[Data entries]
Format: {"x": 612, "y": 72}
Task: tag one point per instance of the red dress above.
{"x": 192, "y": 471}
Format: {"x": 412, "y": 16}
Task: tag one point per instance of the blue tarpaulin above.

# Objective
Could you write out each line of the data above, unchanged and in the same order?

# Task result
Format: {"x": 612, "y": 72}
Task: tag one point per instance of the red dress above.
{"x": 192, "y": 471}
Format: {"x": 412, "y": 16}
Task: tag one point per instance of the blue tarpaulin above.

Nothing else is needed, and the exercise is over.